_Stated task_:
In two sentences, summarize the blog post below about the Los Angeles Times story on Norma Torres.

_Page_:
★ ★ ★ ★
Here's the map for the 3/26/08 Planning Commission agenda.

Photo from Harrison Hot Springs sand sculpture competition in beautiful British Columbia.

Saturday, March 22, 2008

Torres LA Times Puff Piece

There is a story in today's Los Angeles Times about Norma Torres and how important she is as a hero to Guatemalan imigrants. As noted by Edward Barrera, Metro Editor for the San Gabriel Valley Tribune in the Editor's Corner blog, this article reads like a campaign ad. An obvious PR piece in the news business is usually called a "puff" piece and this certainly qualifies. How anyone can spin the mayor's "feud" with chief Romero as a positive, really doesn't understand the outrage of the community.

While noting that she supported the candidacy of Councilman Rodriguez, they failed to mention her support for Xavier Alvarez, which put him on the 3-Valleys Water Board, where he continues to collect and collect and collect for attending meetings, even while facing federal charges for claiming to have a Congressional Medal of Honor when he never even served in the military.
★ ★ ★ ★
_Given records_:
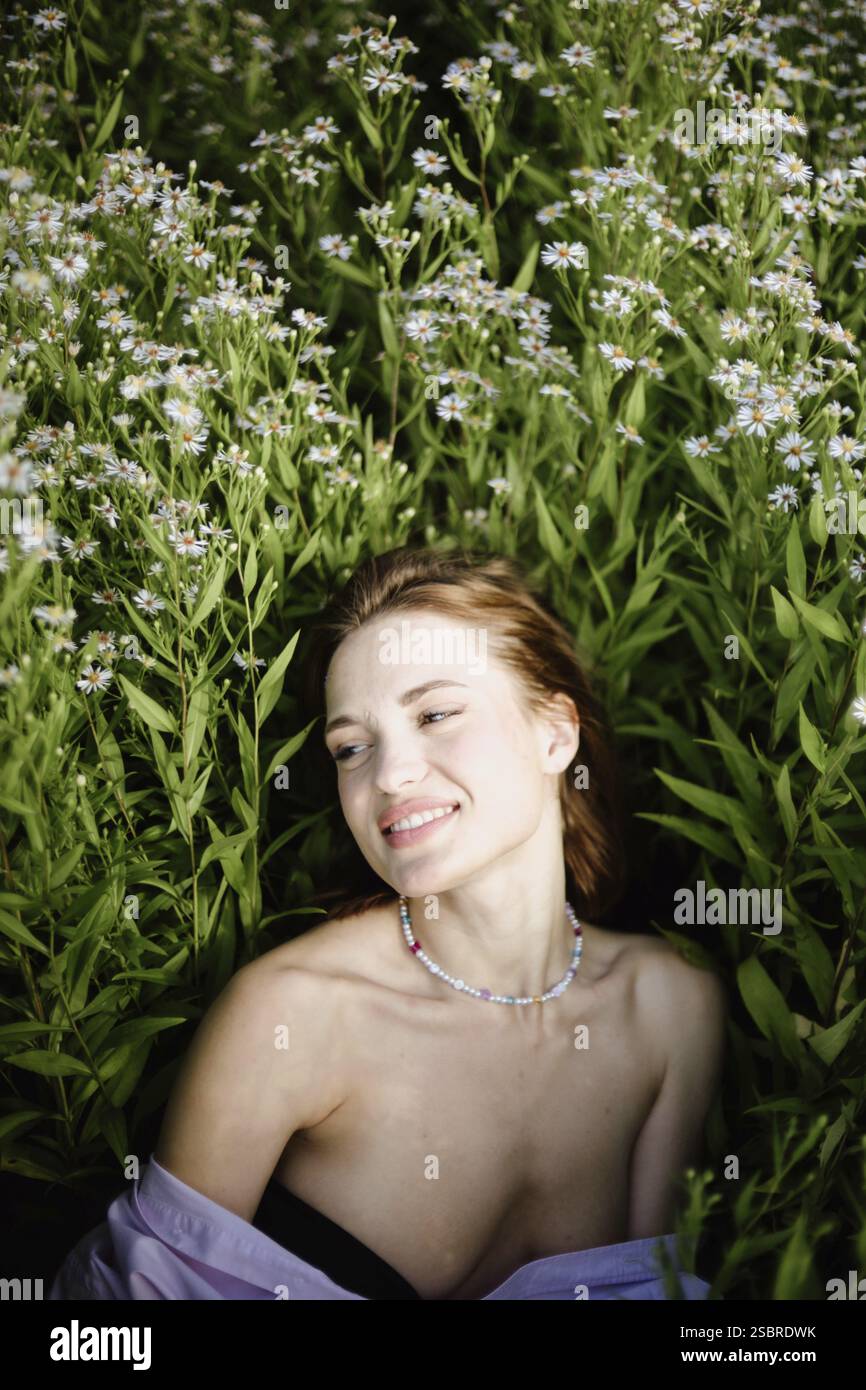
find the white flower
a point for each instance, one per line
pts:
(50, 18)
(430, 161)
(451, 406)
(797, 451)
(793, 168)
(698, 446)
(631, 434)
(578, 56)
(198, 255)
(615, 353)
(93, 679)
(335, 246)
(148, 602)
(784, 496)
(321, 129)
(565, 255)
(754, 417)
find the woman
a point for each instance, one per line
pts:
(455, 1087)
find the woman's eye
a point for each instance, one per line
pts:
(423, 719)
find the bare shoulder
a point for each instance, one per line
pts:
(345, 948)
(679, 1009)
(683, 1011)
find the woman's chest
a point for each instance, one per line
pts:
(460, 1155)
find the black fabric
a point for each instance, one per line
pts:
(312, 1236)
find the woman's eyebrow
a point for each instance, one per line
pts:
(406, 698)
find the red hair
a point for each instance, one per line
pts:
(528, 638)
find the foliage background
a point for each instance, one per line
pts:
(167, 819)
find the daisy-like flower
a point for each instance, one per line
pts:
(243, 663)
(70, 267)
(321, 129)
(578, 56)
(50, 20)
(382, 82)
(81, 549)
(798, 207)
(430, 161)
(198, 255)
(549, 214)
(616, 355)
(797, 451)
(335, 245)
(565, 255)
(667, 321)
(755, 417)
(843, 446)
(29, 282)
(620, 113)
(54, 615)
(844, 337)
(793, 168)
(148, 602)
(186, 542)
(631, 434)
(452, 406)
(698, 446)
(784, 496)
(93, 679)
(182, 410)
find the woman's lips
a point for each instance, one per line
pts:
(409, 837)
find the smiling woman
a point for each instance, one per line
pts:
(483, 1096)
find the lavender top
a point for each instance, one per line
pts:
(166, 1240)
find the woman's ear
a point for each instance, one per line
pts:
(562, 731)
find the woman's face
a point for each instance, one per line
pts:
(467, 744)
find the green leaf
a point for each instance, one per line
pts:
(250, 570)
(830, 1043)
(389, 337)
(14, 929)
(138, 1029)
(306, 555)
(47, 1064)
(524, 277)
(153, 715)
(786, 616)
(196, 722)
(795, 560)
(768, 1008)
(548, 534)
(270, 687)
(210, 595)
(786, 805)
(70, 67)
(820, 620)
(287, 751)
(811, 741)
(109, 121)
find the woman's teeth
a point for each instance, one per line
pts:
(420, 819)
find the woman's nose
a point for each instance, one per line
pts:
(398, 765)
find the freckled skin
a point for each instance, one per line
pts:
(538, 1147)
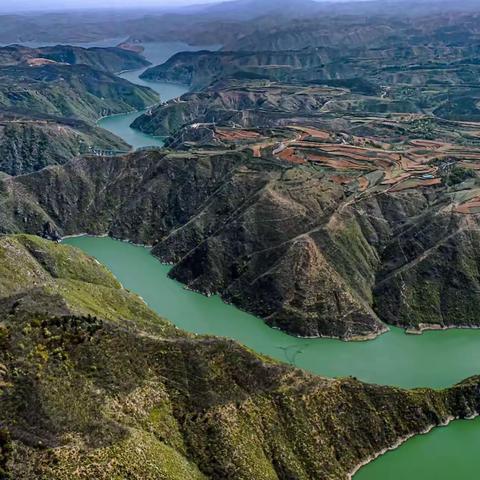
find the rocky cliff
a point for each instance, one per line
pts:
(72, 91)
(95, 385)
(363, 250)
(111, 60)
(28, 145)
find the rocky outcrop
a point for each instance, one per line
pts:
(95, 385)
(240, 226)
(71, 91)
(28, 145)
(111, 60)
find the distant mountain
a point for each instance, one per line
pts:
(249, 9)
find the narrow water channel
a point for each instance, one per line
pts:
(435, 359)
(156, 53)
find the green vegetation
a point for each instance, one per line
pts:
(124, 394)
(459, 174)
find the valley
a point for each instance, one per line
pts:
(316, 179)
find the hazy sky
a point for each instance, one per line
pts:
(24, 5)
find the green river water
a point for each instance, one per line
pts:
(435, 359)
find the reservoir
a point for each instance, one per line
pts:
(435, 359)
(156, 53)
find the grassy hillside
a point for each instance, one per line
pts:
(95, 385)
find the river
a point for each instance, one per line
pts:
(435, 359)
(156, 53)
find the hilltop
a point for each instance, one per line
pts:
(94, 384)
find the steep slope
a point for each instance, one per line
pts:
(112, 60)
(239, 225)
(95, 385)
(261, 103)
(72, 91)
(28, 145)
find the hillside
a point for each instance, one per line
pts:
(28, 145)
(111, 60)
(339, 215)
(71, 91)
(95, 385)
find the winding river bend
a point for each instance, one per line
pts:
(156, 53)
(435, 359)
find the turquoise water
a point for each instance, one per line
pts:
★ ★ ★ ★
_Reply to the task_:
The post calls a Los Angeles Times story about Norma Torres a "puff" piece that reads like a campaign ad, a view also noted by Edward Barrera, and says that presenting the mayor's "feud" with Chief Romero as a positive misses the community's outrage. It adds that the article mentioned her support for Councilman Rodriguez but left out her support for Xavier Alvarez, who sits on the 3-Valleys Water Board and keeps collecting pay for attending meetings while facing federal charges for claiming a Congressional Medal of Honor without ever having served in the military.